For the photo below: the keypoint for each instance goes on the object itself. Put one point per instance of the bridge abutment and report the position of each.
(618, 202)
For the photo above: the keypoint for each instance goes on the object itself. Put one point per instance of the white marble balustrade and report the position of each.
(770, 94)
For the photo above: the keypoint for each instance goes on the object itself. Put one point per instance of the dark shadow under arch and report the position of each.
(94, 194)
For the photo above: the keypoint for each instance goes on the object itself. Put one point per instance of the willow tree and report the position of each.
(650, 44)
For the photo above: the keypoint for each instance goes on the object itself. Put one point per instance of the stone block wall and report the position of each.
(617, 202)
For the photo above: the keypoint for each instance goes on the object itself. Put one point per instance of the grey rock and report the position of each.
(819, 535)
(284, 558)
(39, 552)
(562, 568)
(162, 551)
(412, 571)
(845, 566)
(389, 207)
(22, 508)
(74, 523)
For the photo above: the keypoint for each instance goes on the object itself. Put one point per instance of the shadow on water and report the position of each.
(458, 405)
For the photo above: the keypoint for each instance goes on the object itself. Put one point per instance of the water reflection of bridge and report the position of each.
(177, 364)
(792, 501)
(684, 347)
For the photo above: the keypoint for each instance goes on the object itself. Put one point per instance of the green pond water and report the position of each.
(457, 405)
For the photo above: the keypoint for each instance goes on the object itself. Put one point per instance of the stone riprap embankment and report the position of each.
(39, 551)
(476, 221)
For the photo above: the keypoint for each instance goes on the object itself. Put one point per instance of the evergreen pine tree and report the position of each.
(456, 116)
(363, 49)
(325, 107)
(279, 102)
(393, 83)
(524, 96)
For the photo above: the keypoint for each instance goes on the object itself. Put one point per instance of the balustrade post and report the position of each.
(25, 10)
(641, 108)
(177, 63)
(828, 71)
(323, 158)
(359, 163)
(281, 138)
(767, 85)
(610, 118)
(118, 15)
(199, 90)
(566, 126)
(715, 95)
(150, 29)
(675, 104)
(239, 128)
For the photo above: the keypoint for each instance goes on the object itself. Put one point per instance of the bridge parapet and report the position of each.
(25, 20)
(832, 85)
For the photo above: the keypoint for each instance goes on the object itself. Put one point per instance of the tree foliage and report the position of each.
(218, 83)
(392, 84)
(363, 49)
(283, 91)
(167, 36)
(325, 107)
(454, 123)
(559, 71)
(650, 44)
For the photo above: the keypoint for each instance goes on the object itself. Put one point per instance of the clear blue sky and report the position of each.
+---+
What you should do: Please write out every line of the entries above as a numbered list, skipping any blank lines.

Worked answer:
1. For the photo below: the keypoint for each instance goes on the object itself. Put one point per instance of the bridge abutment and report the position of each.
2. (618, 202)
3. For the photo above: the keypoint for each instance goes on the object itself. Put one point per instance of the white marble balustrade and report the position of each.
4. (770, 94)
5. For the photo above: the keypoint for each instance goes on the object itself. Put one point per instance of the dark shadow under arch and report the position of each.
6. (94, 194)
7. For the photo above: the keypoint for each instance goes on the object itself. Put one point per instance of the willow tree and report the position of each.
8. (650, 44)
9. For the photo above: the keypoint for each instance goes on the object itself. Put one point per instance of the stone block wall and report the position of each.
10. (617, 202)
11. For the photo above: the keypoint for each instance goes on the object itself. Put one point per instance of the grey rock and report the position of each.
12. (819, 535)
13. (284, 558)
14. (39, 552)
15. (562, 568)
16. (162, 551)
17. (412, 571)
18. (845, 566)
19. (389, 207)
20. (22, 508)
21. (74, 523)
22. For the photo above: the keypoint for each instance goes on the object itself. Put one point per instance of the shadow on water and report the position of each.
23. (458, 405)
24. For the photo above: the keypoint for each instance goes on the object itself. Put one point per instance of the water reflection of bridge and report the position of each.
25. (177, 364)
26. (792, 501)
27. (684, 347)
28. For the photo above: the keypoint for each instance goes on the object itself. Put one point per instance of the green pond water and report the position of each.
29. (457, 405)
30. For the photo above: the keypoint for each instance goes on the object itself. Put one point per instance of the stone riprap embankment and report the position of each.
31. (39, 551)
32. (476, 221)
33. For the photo above: the keypoint for each instance goes on the object itself. Put one point per instance of the evergreen pine tree and report the position of each.
34. (456, 116)
35. (363, 49)
36. (325, 107)
37. (279, 102)
38. (393, 83)
39. (524, 96)
40. For the photo above: the keypoint for each instance goes on the object itself. Put one point per instance of the balustrade post and report the position of each.
41. (25, 10)
42. (641, 108)
43. (177, 63)
44. (828, 71)
45. (323, 158)
46. (359, 163)
47. (281, 138)
48. (767, 85)
49. (610, 118)
50. (118, 15)
51. (199, 90)
52. (566, 126)
53. (715, 95)
54. (150, 29)
55. (675, 104)
56. (239, 128)
57. For the photo above: the keypoint for each instance goes on the object itself. Put one point per instance of the bridge parapet and report the position of each.
58. (25, 20)
59. (832, 85)
60. For the photo above: the keypoint for each instance goes on the object itself. Put one point per instance of the tree foliage and report the position of each.
61. (218, 83)
62. (392, 84)
63. (363, 49)
64. (283, 91)
65. (167, 36)
66. (325, 107)
67. (454, 123)
68. (559, 71)
69. (650, 44)
70. For the photo above: the keypoint for each instance goes on the object itself. Put one point per instance of the clear blue sky and report the position of each.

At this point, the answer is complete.